» **Document text**
*-*-*

The Worst Meat and Dairy Greenwashing by UK Supermarkets in 2023
Retailers have repeatedly promised climate action, yet year on year their words speak far louder than their results.
For the UK supermarkets, the holiday season is in full swing, nowhere more evident than in the sector’s annual festive advert charm offensive – no surprise, in a year when customer trust has hit its lowest level since the horsemeat scandal in February 2013.
People are right to be sceptical of an industry that has recorded massive profits in 2023, even amid the Cost of Living Crisis. In March 2023, the ONS reported that UK food inflation had increased to 19.1%, its highest levels in 40 years; just 7 months later, Tesco raised its annual profit forecast to £2.7bn. These figures are a crucial reminder that supermarkets do not have the public’s best interests at heart.
Nowhere is this more apparent than in their climate plans, or lack thereof. Our 2023 report ‘Greenwash Grocers’ drew attention to the greenwash gimmicks, dodgy data reporting, and climate crisis profiteering taking place in UK supermarkets every day. Across the board, we found that retailers were failing to detail how they would meet their Net Zero targets – if they even had them. Most refused to name the link between the climate crisis and their own sales of meat and dairy; none had a target for reducing these sales.

*-*-*

» **Given instruction 1**
In the text on supermarket greenwashing, what rate did UK food inflation reach in March 2023, according to the ONS?
» **Given instruction 2**
Condense the paragraph of the supermarket greenwashing text that begins "People are right to be sceptical" into a short list, keeping its main facts.
» **Given instruction 3**
Resume the text on supermarket greenwashing after its final sentence.

» **Source excerpt**
*-*-*

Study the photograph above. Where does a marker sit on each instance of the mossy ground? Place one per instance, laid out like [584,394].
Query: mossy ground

*-*-*

» **Written reply 1**
It reached 19.1%, its highest level in 40 years.

» **Written reply 2**
- Skepticism is justified because the industry recorded massive profits in 2023, even during the Cost of Living Crisis.
- In March 2023, the ONS reported UK food inflation of 19.1%, the highest in 40 years.
- Seven months later, Tesco raised its annual profit forecast to £2.7bn.
- These figures show that supermarkets do not have the public's best interests at heart.

» **Written reply 3**
As 2023 draws to a close, we’re revisiting the retail sector’s greenwash greatest hits, by comparing what they say against the Competition and Market Authorities ‘Green Claims Code’ [1] which sets out rules for how companies make environmental claims. Here are a few of the year’s worst greenwash gimmicks for retailers’ meat and dairy emissions.
Waitrose’s Leckford Estate
The Claim
Waitrose claims to be “the only supermarket to own [their] own farm”, Leckford Estate, which they market to demonstrate their green credentials. Waitrose claim Leckford is “driving change through our farming techniques, responsible sourcing of products, wasting less and our target of becoming carbon net zero.” Most recently, they promoted that Leckford’s tractors are powered by methane produced by cow manure from the estate.
The Problem
Leckford Estate serves as a distraction from the realities of Waitrose’s supply chains, and its claims simply aren’t meaningful in the scale of the business, as required by the Green Claims Code. Every year, Leckford is set to produce a mere “150 beef cattle”, which hardly enters into the 5% of the country’s groceries that pass through Waitrose supermarkets. The overwhelming majority of Waitrose’s beef, let alone its other meat products, are effectively greenwashed by the loud celebration of minor initiatives at Leckford. By recalling the “romanticised vision of the farm”, Leckford leans on the power of nostalgia to hoodwink Waitrose customers into a false sense of security that their products are part of the climate solution – that the qualities of Leckford beef apply to the whole supply chain, which they don’t. The Times described it as a “communist show village” of “comfortable middle classness”.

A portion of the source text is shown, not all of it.